### Source
Kentucky Unemployment Insurance Commission v. Jones, Ky.
App., 809 S.W.2d 715 (1991).
This Court has the duty to give
statutory language its literal meaning unless to do so would
produce a wholly absurd result.
Id.
When interpreting statutes,
we must give them a reasonable construction and attempt to
effectuate the legislature's intended purpose.
Beckham v. Board
of Education of Jefferson County, Ky., 873 S.W.2d 575 (1994).
A
student is normally understood to mean "one who attends a school.
. . ."
Webster's New Collegiate Dictionary (1976).
The school
in which Courtney was enrolled at the time she became eighteen
years of age was the South Laurel Academy.
According to the testimony of Wayne Cornett, the
founder and Headmaster of South Laurel Academy, Courtney was
enrolled in the home-bound program offered by South Laurel
Academy during the 1996-1997 school year.

### Requests
[a] Answer these questions from the court excerpt:
(i) Which dictionary is cited for the meaning of "student"?
(ii) What school was Courtney enrolled in when she turned eighteen?
(iii) What roles did Wayne Cornett hold at that school?
[b] Write out the court excerpt between "App., 809 S.W.2d" and "S.W.2d 575 (1994).", inclusive.
The lines after this point have nothing to do with the court excerpt.

### Provided data
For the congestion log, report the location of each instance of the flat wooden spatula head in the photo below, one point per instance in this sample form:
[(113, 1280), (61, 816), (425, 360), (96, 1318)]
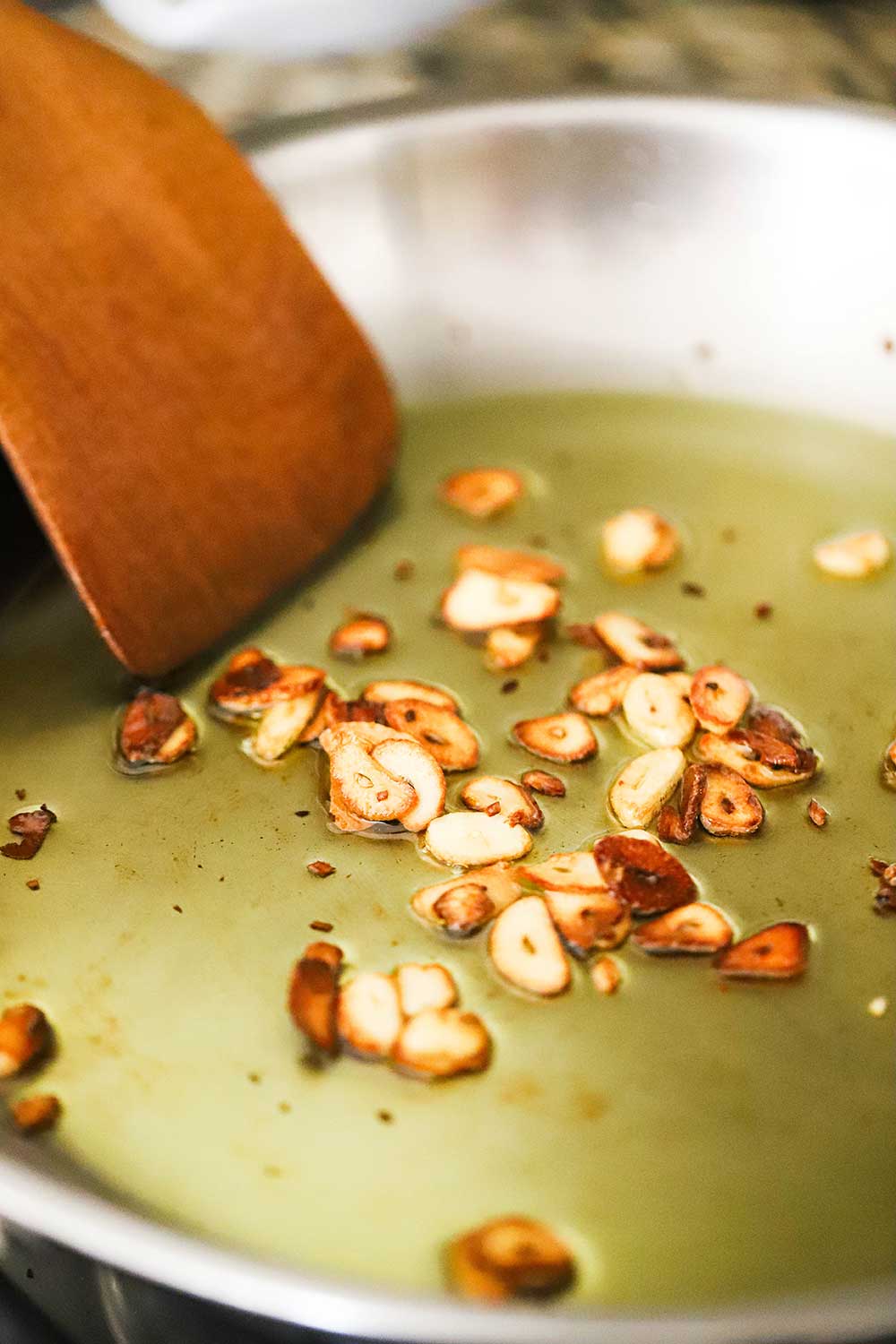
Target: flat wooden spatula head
[(188, 408)]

### Outputs by task
[a]
(i) Webster's New Collegiate Dictionary (1976)
(ii) South Laurel Academy
(iii) Founder and Headmaster

[b]
App., 809 S.W.2d 715 (1991).
This Court has the duty to give
statutory language its literal meaning unless to do so would
produce a wholly absurd result.
Id.
When interpreting statutes,
we must give them a reasonable construction and attempt to
effectuate the legislature's intended purpose.
Beckham v. Board
of Education of Jefferson County, Ky., 873 S.W.2d 575 (1994).